### [Work to do]
Print the records word for word from their first line through the line that contains "23 204 L 13" and include that final line.

Records from a data source:
---

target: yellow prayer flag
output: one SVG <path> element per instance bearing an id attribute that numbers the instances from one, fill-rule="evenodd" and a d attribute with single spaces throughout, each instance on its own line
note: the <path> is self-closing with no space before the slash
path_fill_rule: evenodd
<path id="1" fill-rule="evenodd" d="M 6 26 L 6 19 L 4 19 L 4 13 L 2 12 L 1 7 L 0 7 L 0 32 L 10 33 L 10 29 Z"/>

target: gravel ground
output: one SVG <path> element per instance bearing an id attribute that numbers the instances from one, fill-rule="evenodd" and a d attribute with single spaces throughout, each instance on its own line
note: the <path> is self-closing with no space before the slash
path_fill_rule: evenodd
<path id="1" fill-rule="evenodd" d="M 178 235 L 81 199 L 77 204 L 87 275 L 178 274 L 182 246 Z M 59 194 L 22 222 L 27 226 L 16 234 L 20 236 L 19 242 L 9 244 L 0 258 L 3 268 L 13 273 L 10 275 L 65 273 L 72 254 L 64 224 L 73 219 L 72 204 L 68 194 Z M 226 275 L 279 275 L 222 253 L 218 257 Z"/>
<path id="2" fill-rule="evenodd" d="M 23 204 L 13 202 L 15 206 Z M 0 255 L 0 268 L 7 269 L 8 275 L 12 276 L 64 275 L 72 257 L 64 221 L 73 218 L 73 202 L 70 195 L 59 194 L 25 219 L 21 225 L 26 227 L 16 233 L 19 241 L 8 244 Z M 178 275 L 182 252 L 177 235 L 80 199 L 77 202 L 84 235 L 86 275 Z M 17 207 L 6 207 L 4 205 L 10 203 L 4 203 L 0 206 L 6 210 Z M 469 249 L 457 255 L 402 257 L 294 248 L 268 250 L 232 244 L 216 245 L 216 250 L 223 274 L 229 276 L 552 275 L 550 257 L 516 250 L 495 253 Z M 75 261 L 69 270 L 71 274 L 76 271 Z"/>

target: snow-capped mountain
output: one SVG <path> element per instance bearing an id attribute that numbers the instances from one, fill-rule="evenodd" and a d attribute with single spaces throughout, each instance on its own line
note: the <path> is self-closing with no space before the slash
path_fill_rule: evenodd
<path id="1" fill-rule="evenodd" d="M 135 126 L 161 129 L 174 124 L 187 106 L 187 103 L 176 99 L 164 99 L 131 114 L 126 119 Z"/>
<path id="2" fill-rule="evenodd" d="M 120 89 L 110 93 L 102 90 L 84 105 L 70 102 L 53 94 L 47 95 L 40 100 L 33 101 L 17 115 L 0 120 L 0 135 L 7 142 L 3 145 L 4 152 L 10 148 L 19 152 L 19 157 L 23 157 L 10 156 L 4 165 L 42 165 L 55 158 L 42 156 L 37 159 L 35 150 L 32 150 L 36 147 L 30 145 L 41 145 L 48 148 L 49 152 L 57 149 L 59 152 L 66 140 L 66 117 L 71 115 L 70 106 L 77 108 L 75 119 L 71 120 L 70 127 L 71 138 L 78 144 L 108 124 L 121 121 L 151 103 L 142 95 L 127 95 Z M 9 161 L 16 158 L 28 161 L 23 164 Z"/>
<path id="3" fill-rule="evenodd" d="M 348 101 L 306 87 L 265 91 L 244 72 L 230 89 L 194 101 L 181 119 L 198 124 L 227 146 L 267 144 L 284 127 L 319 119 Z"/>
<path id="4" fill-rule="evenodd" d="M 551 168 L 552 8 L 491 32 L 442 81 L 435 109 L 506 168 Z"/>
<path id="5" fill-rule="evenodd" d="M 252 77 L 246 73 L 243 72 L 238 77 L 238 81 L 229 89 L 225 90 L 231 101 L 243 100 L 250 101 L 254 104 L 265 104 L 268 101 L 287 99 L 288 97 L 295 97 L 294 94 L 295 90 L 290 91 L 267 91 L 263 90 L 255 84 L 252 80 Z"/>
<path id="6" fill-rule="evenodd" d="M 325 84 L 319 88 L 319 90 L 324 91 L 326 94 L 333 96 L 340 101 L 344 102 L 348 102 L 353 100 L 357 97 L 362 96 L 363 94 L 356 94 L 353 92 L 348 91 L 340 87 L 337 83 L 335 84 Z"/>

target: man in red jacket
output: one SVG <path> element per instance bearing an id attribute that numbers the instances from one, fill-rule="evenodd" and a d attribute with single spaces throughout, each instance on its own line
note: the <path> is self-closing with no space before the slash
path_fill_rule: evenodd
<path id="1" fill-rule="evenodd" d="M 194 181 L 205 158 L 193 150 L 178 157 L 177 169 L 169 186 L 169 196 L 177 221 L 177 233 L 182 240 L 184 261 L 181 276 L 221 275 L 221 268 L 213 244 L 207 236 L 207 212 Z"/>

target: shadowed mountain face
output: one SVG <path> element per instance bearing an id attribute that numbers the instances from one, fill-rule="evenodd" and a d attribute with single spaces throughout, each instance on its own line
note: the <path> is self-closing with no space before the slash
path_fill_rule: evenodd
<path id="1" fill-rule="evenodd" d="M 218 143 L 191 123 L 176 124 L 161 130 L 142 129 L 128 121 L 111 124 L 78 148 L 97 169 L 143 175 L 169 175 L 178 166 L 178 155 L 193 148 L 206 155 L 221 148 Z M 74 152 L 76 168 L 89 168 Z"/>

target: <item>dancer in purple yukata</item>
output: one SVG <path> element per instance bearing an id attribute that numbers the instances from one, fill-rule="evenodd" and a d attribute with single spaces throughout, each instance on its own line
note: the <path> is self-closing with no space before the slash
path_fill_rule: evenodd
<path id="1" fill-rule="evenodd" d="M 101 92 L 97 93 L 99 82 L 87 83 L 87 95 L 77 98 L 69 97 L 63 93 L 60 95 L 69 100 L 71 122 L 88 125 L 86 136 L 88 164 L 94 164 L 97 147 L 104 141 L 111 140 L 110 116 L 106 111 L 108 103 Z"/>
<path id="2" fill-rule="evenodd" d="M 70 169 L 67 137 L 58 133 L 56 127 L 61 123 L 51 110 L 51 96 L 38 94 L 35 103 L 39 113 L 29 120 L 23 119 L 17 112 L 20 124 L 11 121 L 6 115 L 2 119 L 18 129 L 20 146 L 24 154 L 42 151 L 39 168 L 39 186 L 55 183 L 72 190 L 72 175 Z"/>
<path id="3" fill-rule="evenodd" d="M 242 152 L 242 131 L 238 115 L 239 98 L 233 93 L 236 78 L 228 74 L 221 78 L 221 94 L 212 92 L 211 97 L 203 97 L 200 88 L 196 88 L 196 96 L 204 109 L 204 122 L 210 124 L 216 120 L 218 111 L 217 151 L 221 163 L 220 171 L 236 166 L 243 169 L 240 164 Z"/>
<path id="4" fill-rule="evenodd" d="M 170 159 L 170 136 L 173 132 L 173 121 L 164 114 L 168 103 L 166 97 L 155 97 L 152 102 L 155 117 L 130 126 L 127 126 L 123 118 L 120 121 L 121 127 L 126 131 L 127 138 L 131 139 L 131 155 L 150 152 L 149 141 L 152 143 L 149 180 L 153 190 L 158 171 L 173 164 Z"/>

---

### [Solution to this task]
target: yellow prayer flag
output: one SVG <path> element per instance bearing an id attribute that numbers the instances from one, fill-rule="evenodd" and a d attribute with single spaces throughout, each instance on its own line
note: the <path> is self-closing with no space before the slash
path_fill_rule: evenodd
<path id="1" fill-rule="evenodd" d="M 6 26 L 6 19 L 4 19 L 4 13 L 2 12 L 1 7 L 0 7 L 0 32 L 10 33 L 10 29 Z"/>

target: gravel ground
output: one SVG <path> element per instance bearing an id attribute that numbers the instances from one, fill-rule="evenodd" and a d attribute with single spaces throughout, each instance on its own line
note: the <path> is self-closing with no space before the slash
path_fill_rule: evenodd
<path id="1" fill-rule="evenodd" d="M 178 235 L 81 199 L 77 204 L 87 275 L 178 274 L 182 246 Z M 59 194 L 22 222 L 27 226 L 16 234 L 20 236 L 19 242 L 9 244 L 0 258 L 3 268 L 13 273 L 10 275 L 65 273 L 72 254 L 64 224 L 73 219 L 72 204 L 68 194 Z M 226 275 L 279 275 L 222 253 L 218 257 Z"/>
<path id="2" fill-rule="evenodd" d="M 23 204 L 13 202 L 15 206 Z M 0 255 L 0 268 L 7 269 L 8 275 L 12 276 L 64 275 L 72 257 L 64 221 L 73 218 L 73 202 L 70 195 L 59 194 L 25 219 L 21 225 L 26 227 L 16 233 L 19 241 L 8 244 Z M 178 275 L 182 252 L 177 235 L 80 199 L 77 202 L 84 235 L 86 275 Z M 17 207 L 6 207 L 4 205 L 10 203 L 4 203 L 0 206 L 6 210 Z M 469 249 L 457 255 L 402 257 L 294 248 L 268 250 L 232 244 L 216 245 L 216 250 L 223 274 L 229 276 L 552 275 L 550 257 L 516 250 L 495 253 Z M 75 261 L 69 270 L 71 274 L 76 271 Z"/>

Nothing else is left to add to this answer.